Return every line below that contains the string "sweater", matching case exactly.
+---+
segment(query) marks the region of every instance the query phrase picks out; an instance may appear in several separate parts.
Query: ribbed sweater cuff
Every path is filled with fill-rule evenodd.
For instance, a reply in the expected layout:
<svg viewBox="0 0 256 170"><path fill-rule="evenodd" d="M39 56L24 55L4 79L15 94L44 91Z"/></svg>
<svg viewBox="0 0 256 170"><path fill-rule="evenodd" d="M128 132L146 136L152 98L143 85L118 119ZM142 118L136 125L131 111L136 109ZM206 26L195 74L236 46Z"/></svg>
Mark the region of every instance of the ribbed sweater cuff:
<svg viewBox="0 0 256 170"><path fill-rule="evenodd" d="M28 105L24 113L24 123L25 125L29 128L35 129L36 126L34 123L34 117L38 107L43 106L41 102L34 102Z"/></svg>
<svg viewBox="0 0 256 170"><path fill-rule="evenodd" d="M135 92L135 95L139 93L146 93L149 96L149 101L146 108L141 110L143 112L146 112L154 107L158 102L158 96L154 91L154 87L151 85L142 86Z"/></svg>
+---+
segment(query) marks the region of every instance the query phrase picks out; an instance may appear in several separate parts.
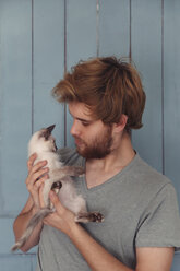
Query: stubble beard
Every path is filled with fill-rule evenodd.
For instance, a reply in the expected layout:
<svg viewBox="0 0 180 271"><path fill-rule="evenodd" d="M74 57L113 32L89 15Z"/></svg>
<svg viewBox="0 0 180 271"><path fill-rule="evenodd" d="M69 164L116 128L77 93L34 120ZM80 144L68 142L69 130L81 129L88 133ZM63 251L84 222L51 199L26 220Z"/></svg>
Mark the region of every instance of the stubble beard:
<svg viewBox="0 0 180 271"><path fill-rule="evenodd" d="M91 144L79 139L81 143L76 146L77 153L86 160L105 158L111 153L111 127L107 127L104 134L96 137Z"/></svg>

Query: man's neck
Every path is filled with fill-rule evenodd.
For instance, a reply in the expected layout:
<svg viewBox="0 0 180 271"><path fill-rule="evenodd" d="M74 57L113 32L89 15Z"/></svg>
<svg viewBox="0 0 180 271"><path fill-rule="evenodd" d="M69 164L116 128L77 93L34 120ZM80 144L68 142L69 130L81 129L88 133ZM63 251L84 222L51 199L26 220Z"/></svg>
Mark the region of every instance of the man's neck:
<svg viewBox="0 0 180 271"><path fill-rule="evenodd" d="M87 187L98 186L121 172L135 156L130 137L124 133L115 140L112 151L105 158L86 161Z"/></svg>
+---+
Exercise output -
Query: ribbed sweater cuff
Mark the region of every instance of the ribbed sweater cuff:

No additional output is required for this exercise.